Your assignment:
Give back every line of the data exactly. Pictures are not part of the copy.

(Items listed in a dataset)
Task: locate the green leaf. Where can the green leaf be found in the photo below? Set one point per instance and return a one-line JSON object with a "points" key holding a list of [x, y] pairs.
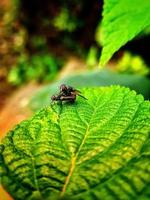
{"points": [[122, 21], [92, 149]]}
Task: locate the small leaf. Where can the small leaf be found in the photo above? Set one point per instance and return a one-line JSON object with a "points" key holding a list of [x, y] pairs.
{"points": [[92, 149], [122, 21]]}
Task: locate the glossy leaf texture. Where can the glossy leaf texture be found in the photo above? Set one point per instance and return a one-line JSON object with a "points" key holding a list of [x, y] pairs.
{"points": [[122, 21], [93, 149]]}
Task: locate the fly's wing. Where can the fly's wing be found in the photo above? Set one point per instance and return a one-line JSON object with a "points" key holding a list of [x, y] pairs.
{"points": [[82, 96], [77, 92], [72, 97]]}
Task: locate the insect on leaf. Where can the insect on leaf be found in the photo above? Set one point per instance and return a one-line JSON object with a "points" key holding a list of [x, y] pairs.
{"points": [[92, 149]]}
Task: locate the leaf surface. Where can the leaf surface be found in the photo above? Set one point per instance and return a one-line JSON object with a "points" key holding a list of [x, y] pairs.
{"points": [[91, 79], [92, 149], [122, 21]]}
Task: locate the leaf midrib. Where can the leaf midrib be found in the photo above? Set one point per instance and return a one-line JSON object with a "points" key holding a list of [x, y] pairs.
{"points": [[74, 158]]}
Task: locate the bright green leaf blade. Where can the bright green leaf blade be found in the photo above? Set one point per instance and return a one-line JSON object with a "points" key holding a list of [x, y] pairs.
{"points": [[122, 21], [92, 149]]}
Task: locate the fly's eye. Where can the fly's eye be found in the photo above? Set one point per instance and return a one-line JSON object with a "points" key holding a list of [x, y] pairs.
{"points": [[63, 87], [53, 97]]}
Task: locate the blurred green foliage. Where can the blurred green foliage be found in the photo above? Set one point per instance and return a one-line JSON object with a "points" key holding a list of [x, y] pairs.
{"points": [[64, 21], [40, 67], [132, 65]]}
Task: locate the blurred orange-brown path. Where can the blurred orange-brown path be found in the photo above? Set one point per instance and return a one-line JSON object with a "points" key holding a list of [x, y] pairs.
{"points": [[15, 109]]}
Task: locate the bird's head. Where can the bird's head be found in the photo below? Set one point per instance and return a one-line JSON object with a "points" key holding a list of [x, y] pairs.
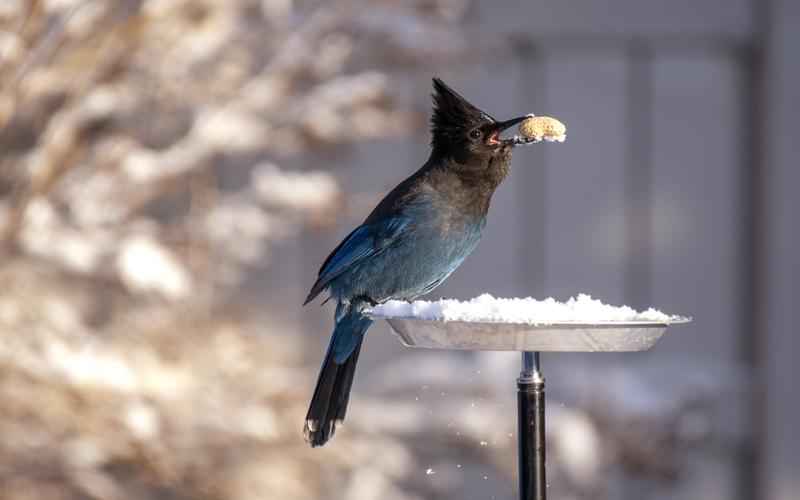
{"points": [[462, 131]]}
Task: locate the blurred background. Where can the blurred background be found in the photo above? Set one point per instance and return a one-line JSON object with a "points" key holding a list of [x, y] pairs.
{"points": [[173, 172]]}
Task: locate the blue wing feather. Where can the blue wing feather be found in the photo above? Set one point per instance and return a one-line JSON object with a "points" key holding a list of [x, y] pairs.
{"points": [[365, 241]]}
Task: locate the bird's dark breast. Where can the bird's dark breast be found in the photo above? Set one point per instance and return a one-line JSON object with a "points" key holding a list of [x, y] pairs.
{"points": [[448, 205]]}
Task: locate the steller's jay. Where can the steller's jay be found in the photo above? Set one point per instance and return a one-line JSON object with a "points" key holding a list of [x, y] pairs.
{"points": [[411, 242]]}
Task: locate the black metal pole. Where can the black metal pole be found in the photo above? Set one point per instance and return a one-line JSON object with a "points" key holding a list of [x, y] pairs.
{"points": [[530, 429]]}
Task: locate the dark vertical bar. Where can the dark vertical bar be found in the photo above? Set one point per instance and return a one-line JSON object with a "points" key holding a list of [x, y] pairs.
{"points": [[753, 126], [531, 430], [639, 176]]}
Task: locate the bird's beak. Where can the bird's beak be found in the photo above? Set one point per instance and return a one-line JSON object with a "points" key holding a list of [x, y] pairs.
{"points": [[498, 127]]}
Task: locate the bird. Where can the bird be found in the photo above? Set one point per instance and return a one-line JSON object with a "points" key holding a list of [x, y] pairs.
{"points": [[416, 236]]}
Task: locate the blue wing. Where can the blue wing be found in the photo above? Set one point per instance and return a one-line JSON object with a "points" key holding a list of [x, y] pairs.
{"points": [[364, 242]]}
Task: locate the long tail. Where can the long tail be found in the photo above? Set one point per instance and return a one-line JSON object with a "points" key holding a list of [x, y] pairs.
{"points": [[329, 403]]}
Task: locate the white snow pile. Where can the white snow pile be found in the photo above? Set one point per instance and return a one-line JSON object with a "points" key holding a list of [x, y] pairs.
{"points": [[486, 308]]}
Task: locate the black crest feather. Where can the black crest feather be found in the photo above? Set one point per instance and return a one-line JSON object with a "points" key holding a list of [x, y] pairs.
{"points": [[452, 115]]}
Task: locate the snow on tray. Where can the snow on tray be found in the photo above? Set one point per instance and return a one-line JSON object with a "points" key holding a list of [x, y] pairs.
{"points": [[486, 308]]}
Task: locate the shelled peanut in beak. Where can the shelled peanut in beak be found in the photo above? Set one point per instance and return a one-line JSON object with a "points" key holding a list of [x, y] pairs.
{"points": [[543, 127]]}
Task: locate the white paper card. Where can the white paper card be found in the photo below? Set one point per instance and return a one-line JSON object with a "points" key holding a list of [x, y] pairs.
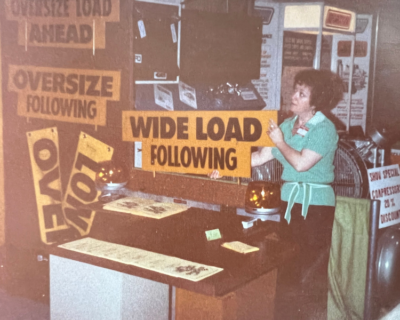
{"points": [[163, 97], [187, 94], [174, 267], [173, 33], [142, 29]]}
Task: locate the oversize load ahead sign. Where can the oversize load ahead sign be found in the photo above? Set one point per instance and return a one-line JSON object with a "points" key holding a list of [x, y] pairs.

Exercise response:
Task: locate the green leaf. Where can the green leaf be found in the photo below? Set one point per instance and return a one-line JSON object with a "points" key holding a list of [x, y] pairs.
{"points": [[122, 21], [92, 149]]}
Task: locate the small leaf. Where can the small leaf be found in the photo above? Set one point per instance and return a one-line JSON object with a "points" key holding a list of [x, y] pairs.
{"points": [[92, 149], [122, 21]]}
Task: locate the glossy leaf texture. Where can the glossy leaf texture be found in the photo above? Set one point per instance and return a one-line JSON object with a "points" key holding a list of [x, y] pairs.
{"points": [[122, 21], [93, 149]]}
Task: locate the fly's wing. Where can the fly's wing be found in the photo above? Set one point per instance and return a one-line JSON object with a "points" key holding a list of [x, y] pairs.
{"points": [[82, 96], [77, 92], [72, 97]]}
Task: locate the insect on leaf. Where can the insect on leaf be found in the photo above? Set one point per instance and return a one-line JSON object with a "points" key holding a list of [x, y] pairs.
{"points": [[92, 149]]}
Task: locate the leaf surface. Where can the leaf surface be found in the photo above? Set one point per instance and return a one-line JSON object with a "points" key holding a list of [x, y] pairs.
{"points": [[91, 79], [92, 149], [122, 21]]}
Task: locate the leaf midrib. Where can the leaf midrib be found in the photo above? Set one point per instance and return a one-line JSON object with a "points" key holding a list of [x, y] pairs.
{"points": [[74, 158]]}
Task: locate the bright green leaf blade. Where can the bright green leaf blade be found in the photo above? Set one point per instance and return a one-line JSON object with a "points" key holding a list of [x, y] pairs.
{"points": [[122, 21], [92, 149]]}
Task: locate the fly's eye. Where can the fly's eye be found in the photo above? Set one point per instance and return a one-line JSON object with a "points" key holding a list of [x, y] pairs.
{"points": [[63, 87], [53, 97]]}
Task: locate the blurred green foliage. Where can the blurred green foliage be found in the photo above? Set one point per instance and return a one-line JSON object with a "points" key holding a list of [x, y] pairs.
{"points": [[64, 21], [40, 67], [132, 65]]}
Task: locate the blurred orange-brown path. Where can the blurred orange-brown path be found in the photo above? Set one point per instance and return a one-line JSON object with a "points" key holding a list of [x, y] pairs.
{"points": [[15, 109]]}
Task: locate the bird's head. Where can the bird's head be found in the photo below? Set one point per instance and return a one-line JSON object with a "points" key holding a list of [x, y] pairs.
{"points": [[462, 131]]}
Task: locate the blurred background. Where can the blurred background be found in the photo above? Set one point per instance and return a one-line JSON object with a "points" key holding a list of [x, y] pairs.
{"points": [[173, 172]]}
Task: locate the blue wing feather. Where can the blue wing feather be found in the photo above? Set one point per instance and return a one-line JSON object with a "points" key holding a list of [x, y] pairs.
{"points": [[365, 241]]}
Task: locate the bird's dark breast. Where can the bird's dark breast be found in the photo above? Set one point per instance and return a one-line JSON object with a "points" key holding a list of [x, y] pairs.
{"points": [[448, 205]]}
Task: locate the steller's jay. Where can the steller's jay be found in the photo above? Set one point per instance and return a one-line JSON object with a "points" key holding a list of [x, y] pairs.
{"points": [[411, 242]]}
Task: locate the black metal pole. Where can the black metal pole be found in the photo above? Set one point per instance and return a one-line JSON object with a "points" key holding a list of [x, y] pairs.
{"points": [[530, 429]]}
Task: locate the dark vertical bar. Where can the dark vertical bar be found in the photo above? Set one point per instance and return a one-line JSON object with a "points" key holding a list of [x, y] pairs.
{"points": [[753, 126], [531, 430], [639, 176]]}
Task: locate the bird's beak. Where can the bird's beak be found in the photo above? Set one point per instance and return a one-line JSON object with a "points" key holding a list of [x, y] pairs.
{"points": [[498, 127]]}
Task: locate the bird. Where can the bird be found in the photo above? Set one point per instance and return a one-line JSON object with a "points" key holding a list of [x, y] pairs.
{"points": [[416, 236]]}
Task: locate the blue wing. Where can the blue wing be found in the photo above? Set one point per instance and return a one-line JSON object with a "points" key holding a list of [x, y] pairs.
{"points": [[364, 242]]}
Task: locate the long tail. Where can the long tail be found in the photo above? Set one point per instance and return a one-line JSON object with a "points" key holding a list of [x, y] pairs.
{"points": [[329, 403]]}
Task: locate the white snow pile. Where can the white snow pile be found in the photo above? Set one point per instance and return a one-line JSON object with a "points" key holding a list of [x, y] pairs.
{"points": [[486, 308]]}
Task: locate the black crest feather. Where can the black crest feather be found in the photo above? Set one point per instance and return a one-line JSON object with a "points" key holding a list of [x, y] pairs.
{"points": [[452, 115]]}
Task: locate the snow on tray. Where can the snow on tray be found in the photo above? Set one point per instance and return a one-line JSON object with a "points" key holding a list of [x, y] pairs.
{"points": [[486, 308]]}
Task: locate the shelled peanut in beak. Where can the shelled peanut in beak be found in the photo above? Set one point per instance and return a one-line JSON object with a "points" key holding a list of [x, y] pairs.
{"points": [[543, 127]]}
Task: locate the white paper card. Where can the white paper card be found in the photo below? Set one point per instance and return a one-line JSON object with a "points" key holding a list of [x, y] pairs.
{"points": [[163, 97], [187, 94], [174, 267], [173, 33], [142, 29]]}
Task: locate the oversize load ahead sign. Where can the oversize load ahead sign be found in the photo above? Set one point per instance and return a one-line JSON object with a "points" key holding a list of [x, y] pairs.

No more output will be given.